**DESCRIPTION OF THE TASK:** Copy out the items from the line with "Exercise. Mark the knife blade" up to and including the line with "Exercise. Mark the kitchen cabinet", replacing "pan handle" with "skillet handle" and keeping everything else the same.

——

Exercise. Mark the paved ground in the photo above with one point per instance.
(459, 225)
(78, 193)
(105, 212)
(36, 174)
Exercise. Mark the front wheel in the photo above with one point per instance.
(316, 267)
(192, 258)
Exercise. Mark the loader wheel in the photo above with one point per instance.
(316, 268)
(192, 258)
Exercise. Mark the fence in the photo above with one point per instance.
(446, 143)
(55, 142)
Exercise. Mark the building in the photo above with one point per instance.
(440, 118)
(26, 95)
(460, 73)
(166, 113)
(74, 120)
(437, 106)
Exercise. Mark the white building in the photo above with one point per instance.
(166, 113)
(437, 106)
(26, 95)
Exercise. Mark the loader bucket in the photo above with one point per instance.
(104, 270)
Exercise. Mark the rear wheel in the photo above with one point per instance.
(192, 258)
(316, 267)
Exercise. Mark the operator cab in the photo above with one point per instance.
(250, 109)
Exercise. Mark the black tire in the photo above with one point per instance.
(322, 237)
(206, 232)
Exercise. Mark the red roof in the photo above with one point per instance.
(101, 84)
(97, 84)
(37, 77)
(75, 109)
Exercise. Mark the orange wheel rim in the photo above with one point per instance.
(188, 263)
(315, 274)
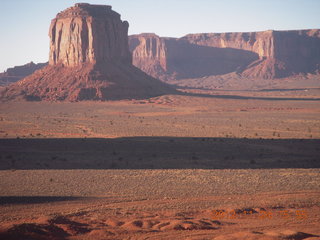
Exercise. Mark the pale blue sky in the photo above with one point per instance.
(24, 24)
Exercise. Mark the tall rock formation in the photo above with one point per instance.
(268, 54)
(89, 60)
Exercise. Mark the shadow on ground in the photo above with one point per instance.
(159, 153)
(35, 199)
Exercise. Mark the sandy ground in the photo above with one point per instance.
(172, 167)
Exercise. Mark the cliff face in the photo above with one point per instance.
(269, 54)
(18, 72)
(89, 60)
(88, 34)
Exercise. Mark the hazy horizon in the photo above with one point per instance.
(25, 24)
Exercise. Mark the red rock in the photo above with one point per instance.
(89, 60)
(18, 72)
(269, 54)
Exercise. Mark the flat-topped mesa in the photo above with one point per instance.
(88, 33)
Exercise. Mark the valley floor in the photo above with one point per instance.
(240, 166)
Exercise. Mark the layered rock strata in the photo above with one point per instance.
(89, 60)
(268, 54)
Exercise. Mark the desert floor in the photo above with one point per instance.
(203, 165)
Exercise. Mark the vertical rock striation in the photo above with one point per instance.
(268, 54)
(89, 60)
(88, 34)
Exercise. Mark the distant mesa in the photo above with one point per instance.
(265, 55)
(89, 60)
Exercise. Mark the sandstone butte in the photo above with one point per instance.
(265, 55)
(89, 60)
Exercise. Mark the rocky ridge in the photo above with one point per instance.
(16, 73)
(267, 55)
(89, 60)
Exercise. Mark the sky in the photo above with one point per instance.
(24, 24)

——

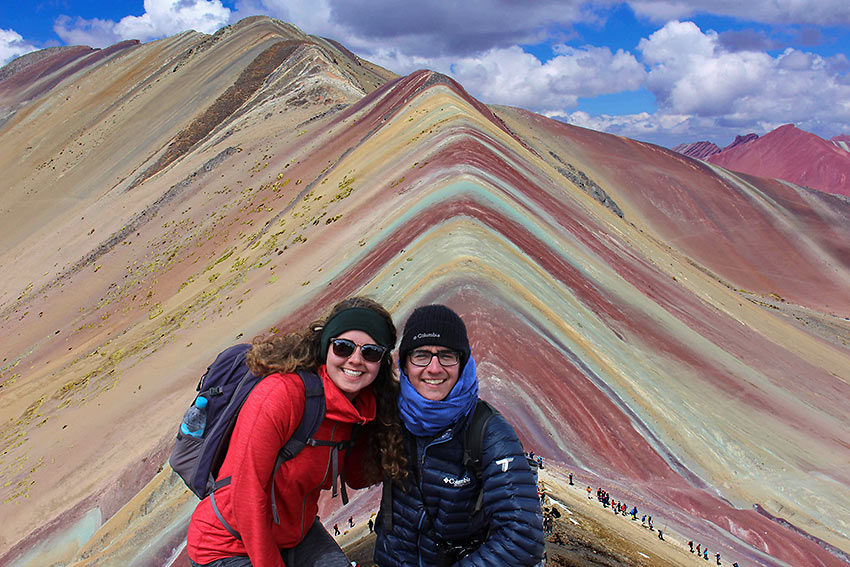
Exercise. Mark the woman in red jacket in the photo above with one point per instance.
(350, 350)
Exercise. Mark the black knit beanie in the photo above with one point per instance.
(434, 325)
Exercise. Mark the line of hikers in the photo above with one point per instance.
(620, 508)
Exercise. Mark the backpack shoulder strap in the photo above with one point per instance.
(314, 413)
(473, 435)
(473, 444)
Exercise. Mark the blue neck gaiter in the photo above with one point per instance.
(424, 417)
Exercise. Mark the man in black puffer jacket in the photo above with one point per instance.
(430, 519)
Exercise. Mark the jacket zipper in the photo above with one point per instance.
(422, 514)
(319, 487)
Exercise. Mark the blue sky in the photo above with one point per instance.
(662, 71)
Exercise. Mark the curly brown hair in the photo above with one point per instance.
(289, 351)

——

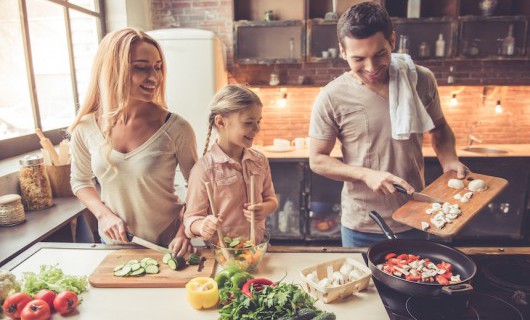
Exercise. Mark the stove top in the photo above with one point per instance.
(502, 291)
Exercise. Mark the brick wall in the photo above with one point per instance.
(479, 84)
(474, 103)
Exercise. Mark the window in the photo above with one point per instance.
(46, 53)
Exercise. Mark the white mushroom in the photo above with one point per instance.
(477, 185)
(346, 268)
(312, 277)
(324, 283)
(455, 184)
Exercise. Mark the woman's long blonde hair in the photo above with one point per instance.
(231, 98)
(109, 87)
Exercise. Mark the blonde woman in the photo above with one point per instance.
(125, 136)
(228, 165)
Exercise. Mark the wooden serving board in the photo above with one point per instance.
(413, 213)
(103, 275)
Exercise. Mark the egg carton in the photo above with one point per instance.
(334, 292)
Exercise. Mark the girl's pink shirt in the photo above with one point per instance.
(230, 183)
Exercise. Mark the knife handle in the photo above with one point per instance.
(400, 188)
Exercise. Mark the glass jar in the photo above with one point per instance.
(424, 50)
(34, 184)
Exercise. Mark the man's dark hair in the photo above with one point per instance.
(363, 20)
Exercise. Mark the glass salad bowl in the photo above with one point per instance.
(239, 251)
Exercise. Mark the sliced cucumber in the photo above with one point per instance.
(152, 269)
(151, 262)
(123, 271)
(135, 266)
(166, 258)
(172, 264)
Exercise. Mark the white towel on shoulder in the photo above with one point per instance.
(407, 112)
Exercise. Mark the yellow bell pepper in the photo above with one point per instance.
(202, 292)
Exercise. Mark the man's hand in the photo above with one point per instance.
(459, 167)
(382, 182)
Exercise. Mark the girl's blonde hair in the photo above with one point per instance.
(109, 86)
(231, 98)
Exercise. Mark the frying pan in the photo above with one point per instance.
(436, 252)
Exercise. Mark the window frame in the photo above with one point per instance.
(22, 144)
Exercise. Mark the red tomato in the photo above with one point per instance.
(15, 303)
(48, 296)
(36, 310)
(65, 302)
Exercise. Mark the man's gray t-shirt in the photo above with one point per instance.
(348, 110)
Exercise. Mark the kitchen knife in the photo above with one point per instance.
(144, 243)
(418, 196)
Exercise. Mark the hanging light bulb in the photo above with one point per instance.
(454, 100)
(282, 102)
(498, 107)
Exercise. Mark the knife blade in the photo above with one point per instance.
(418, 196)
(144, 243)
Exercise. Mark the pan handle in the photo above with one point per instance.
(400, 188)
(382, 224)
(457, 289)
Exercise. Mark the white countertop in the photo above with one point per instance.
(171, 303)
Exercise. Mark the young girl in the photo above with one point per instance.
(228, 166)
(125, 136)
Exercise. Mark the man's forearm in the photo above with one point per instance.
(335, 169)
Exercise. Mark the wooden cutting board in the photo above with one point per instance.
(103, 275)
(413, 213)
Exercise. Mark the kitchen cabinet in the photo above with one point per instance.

——

**FULL SOLUTION:**
Exercise. Mark the knife blade in the photo above with one point per instance.
(418, 196)
(144, 243)
Exercise. Mark the skillet handle in the photo above with one point per instance.
(400, 188)
(382, 224)
(457, 289)
Exercise. Mark the white countertop in the photo above with one point per instance.
(171, 303)
Exercise. Mark the young girl in the photo above with one point per instance.
(228, 166)
(125, 136)
Exercise. Mark the man's forearm in the photo above with one point per instance.
(335, 169)
Exercise. Mark the wooden cutting board in the photo above with one point per instance.
(103, 275)
(413, 213)
Exercise. Mark the kitchen cabinet in the photo above with one point per instance.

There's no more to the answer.